* _PROBLEM DESCRIPTION_:
Repeat the data word for word, beginning with the line containing "Where can you find the tan" and continuing through the final line of the data.

* _RECORDS TO PROCESS_:

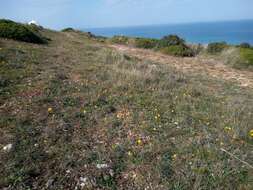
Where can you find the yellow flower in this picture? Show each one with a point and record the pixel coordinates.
(50, 110)
(251, 133)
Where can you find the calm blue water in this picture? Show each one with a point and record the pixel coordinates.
(233, 32)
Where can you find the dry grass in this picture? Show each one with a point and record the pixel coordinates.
(84, 116)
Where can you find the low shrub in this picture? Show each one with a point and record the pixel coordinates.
(217, 47)
(246, 55)
(120, 40)
(171, 40)
(20, 32)
(68, 30)
(178, 50)
(146, 43)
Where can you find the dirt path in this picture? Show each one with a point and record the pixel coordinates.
(193, 65)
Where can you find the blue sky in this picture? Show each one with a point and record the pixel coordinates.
(58, 14)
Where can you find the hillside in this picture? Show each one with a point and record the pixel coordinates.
(79, 113)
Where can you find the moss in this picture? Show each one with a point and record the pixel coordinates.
(20, 32)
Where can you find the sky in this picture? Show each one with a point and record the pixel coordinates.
(58, 14)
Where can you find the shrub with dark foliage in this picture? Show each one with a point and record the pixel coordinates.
(216, 47)
(171, 40)
(68, 30)
(178, 50)
(245, 45)
(146, 43)
(20, 32)
(174, 45)
(120, 40)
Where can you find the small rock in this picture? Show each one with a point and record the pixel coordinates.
(8, 147)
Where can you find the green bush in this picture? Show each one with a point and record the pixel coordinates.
(171, 40)
(20, 32)
(216, 47)
(178, 50)
(246, 55)
(146, 43)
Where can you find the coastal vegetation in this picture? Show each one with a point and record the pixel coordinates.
(21, 32)
(77, 114)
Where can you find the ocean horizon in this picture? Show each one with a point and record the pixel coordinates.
(232, 32)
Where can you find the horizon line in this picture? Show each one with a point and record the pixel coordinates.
(162, 24)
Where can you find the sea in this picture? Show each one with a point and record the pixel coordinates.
(232, 32)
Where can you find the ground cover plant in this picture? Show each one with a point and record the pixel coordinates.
(77, 114)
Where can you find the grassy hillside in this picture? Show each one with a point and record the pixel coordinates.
(79, 115)
(21, 32)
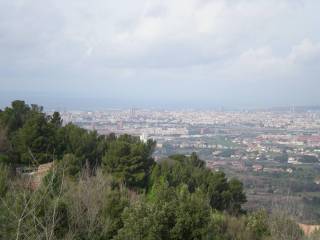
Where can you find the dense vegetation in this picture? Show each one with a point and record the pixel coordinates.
(109, 187)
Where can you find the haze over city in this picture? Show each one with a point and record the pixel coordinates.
(194, 53)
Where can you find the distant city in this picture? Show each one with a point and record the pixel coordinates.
(274, 152)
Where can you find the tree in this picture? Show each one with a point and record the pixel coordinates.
(129, 160)
(35, 141)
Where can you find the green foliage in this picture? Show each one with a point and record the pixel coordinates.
(222, 194)
(283, 228)
(129, 160)
(82, 196)
(4, 179)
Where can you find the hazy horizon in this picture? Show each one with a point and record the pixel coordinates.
(175, 54)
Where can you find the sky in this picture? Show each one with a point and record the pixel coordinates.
(160, 53)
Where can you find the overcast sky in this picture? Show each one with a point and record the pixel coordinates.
(235, 53)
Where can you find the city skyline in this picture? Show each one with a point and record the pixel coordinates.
(195, 53)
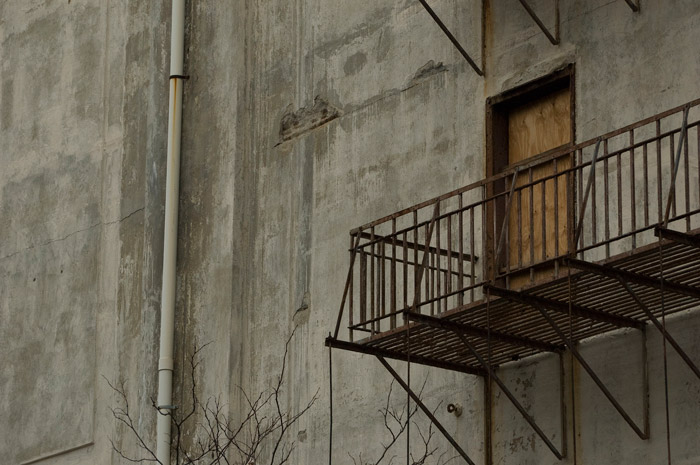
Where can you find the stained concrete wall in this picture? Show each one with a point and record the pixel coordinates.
(302, 120)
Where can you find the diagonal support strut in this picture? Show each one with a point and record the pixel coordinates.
(452, 38)
(425, 409)
(554, 39)
(592, 374)
(633, 6)
(510, 396)
(660, 327)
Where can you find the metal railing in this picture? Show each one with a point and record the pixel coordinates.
(591, 200)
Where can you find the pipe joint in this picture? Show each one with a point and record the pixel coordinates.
(166, 363)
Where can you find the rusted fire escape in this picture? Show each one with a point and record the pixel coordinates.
(448, 283)
(481, 276)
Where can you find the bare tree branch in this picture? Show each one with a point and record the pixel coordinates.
(206, 433)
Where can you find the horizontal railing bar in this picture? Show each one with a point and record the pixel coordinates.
(409, 262)
(631, 233)
(420, 304)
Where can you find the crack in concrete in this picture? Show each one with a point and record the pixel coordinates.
(106, 223)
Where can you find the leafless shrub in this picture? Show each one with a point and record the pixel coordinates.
(218, 438)
(396, 422)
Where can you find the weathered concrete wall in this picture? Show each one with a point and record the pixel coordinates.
(302, 119)
(80, 198)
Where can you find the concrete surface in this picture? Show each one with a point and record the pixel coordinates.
(302, 119)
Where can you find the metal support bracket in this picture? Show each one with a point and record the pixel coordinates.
(554, 39)
(572, 347)
(511, 397)
(661, 328)
(452, 38)
(425, 410)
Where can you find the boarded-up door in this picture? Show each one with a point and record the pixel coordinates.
(538, 229)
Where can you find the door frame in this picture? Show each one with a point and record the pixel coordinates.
(496, 157)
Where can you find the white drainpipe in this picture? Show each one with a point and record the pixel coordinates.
(172, 195)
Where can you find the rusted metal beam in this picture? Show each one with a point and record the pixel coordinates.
(675, 236)
(661, 328)
(410, 245)
(572, 347)
(425, 410)
(554, 39)
(511, 397)
(370, 350)
(624, 275)
(483, 334)
(562, 307)
(452, 38)
(633, 6)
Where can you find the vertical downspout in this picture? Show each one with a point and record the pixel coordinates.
(172, 195)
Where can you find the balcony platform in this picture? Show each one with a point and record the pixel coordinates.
(509, 325)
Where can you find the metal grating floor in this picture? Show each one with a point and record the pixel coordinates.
(504, 329)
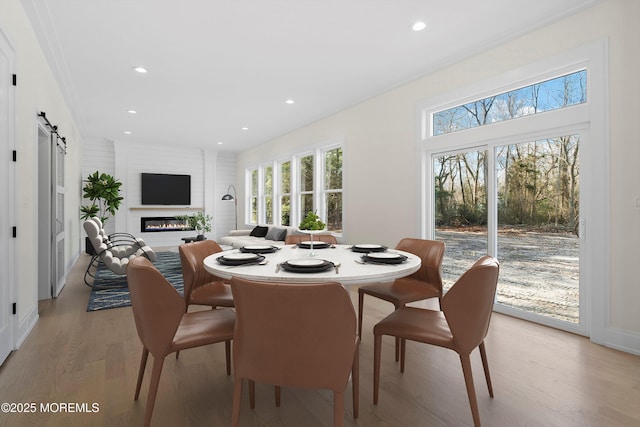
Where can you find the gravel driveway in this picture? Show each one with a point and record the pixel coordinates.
(538, 271)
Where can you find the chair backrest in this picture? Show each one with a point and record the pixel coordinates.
(469, 303)
(297, 335)
(157, 306)
(192, 256)
(294, 239)
(95, 237)
(431, 253)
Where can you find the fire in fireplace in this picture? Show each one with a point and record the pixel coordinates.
(163, 223)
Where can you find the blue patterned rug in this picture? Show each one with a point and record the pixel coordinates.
(111, 291)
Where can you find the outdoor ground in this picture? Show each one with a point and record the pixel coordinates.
(538, 271)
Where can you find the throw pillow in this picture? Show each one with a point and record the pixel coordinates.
(259, 231)
(276, 234)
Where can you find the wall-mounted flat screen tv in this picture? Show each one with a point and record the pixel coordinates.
(166, 189)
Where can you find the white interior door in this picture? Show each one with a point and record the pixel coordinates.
(7, 195)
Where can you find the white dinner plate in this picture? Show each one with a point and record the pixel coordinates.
(240, 256)
(383, 255)
(306, 262)
(258, 247)
(368, 246)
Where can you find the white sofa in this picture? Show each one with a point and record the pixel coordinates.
(275, 235)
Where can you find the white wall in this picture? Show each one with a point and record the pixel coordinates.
(381, 171)
(36, 91)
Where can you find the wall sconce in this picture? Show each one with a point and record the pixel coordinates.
(233, 197)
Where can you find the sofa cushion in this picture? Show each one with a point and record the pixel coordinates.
(277, 234)
(259, 231)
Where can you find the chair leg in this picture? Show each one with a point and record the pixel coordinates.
(485, 365)
(355, 381)
(471, 392)
(403, 351)
(237, 397)
(252, 394)
(227, 350)
(153, 389)
(360, 307)
(377, 346)
(338, 408)
(143, 365)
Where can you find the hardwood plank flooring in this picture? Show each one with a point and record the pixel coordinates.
(541, 377)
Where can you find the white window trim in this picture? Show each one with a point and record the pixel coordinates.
(317, 150)
(591, 119)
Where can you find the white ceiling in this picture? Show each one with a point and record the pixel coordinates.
(216, 66)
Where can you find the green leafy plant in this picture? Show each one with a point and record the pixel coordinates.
(198, 221)
(103, 191)
(312, 222)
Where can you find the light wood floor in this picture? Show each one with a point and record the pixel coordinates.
(541, 377)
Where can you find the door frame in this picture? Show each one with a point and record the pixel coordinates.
(589, 120)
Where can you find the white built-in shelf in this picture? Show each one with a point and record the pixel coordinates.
(165, 208)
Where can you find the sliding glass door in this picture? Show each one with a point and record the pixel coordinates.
(522, 206)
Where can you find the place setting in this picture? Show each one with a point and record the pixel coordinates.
(307, 265)
(241, 258)
(259, 249)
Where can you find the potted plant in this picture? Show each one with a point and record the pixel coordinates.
(199, 222)
(103, 191)
(312, 224)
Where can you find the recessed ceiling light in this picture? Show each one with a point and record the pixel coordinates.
(418, 26)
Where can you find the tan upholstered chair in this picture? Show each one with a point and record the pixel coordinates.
(164, 327)
(200, 286)
(423, 284)
(461, 326)
(294, 239)
(295, 335)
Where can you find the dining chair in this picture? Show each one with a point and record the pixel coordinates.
(200, 286)
(295, 335)
(294, 239)
(461, 325)
(164, 327)
(423, 284)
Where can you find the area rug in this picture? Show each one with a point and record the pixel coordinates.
(111, 291)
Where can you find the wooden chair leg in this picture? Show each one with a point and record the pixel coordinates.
(143, 365)
(355, 381)
(377, 346)
(485, 365)
(338, 408)
(252, 394)
(153, 389)
(237, 397)
(360, 308)
(471, 392)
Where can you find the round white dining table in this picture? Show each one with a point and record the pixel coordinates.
(351, 270)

* _ANSWER BELOW_:
Where can you find the tan upholstered chair in this picture? Show each one with a point and record the pixel coordinates.
(164, 327)
(200, 286)
(423, 284)
(461, 326)
(294, 239)
(295, 335)
Where can you find the dining chair in this picture? Show each one with a point and record the pixel coordinates.
(200, 286)
(295, 335)
(294, 239)
(461, 325)
(164, 327)
(423, 284)
Where can you find the area rug in this picture? Show each one with a point and record the pixel coordinates.
(111, 291)
Where can you find the wooden chair leg in this picture? Show each one with a point and record the pixel coordinates.
(143, 365)
(355, 381)
(377, 346)
(485, 365)
(338, 408)
(252, 394)
(153, 389)
(237, 397)
(360, 308)
(471, 392)
Where can you find the round white dining table in this picture? Show each one with a point and record the pixel coordinates.
(351, 270)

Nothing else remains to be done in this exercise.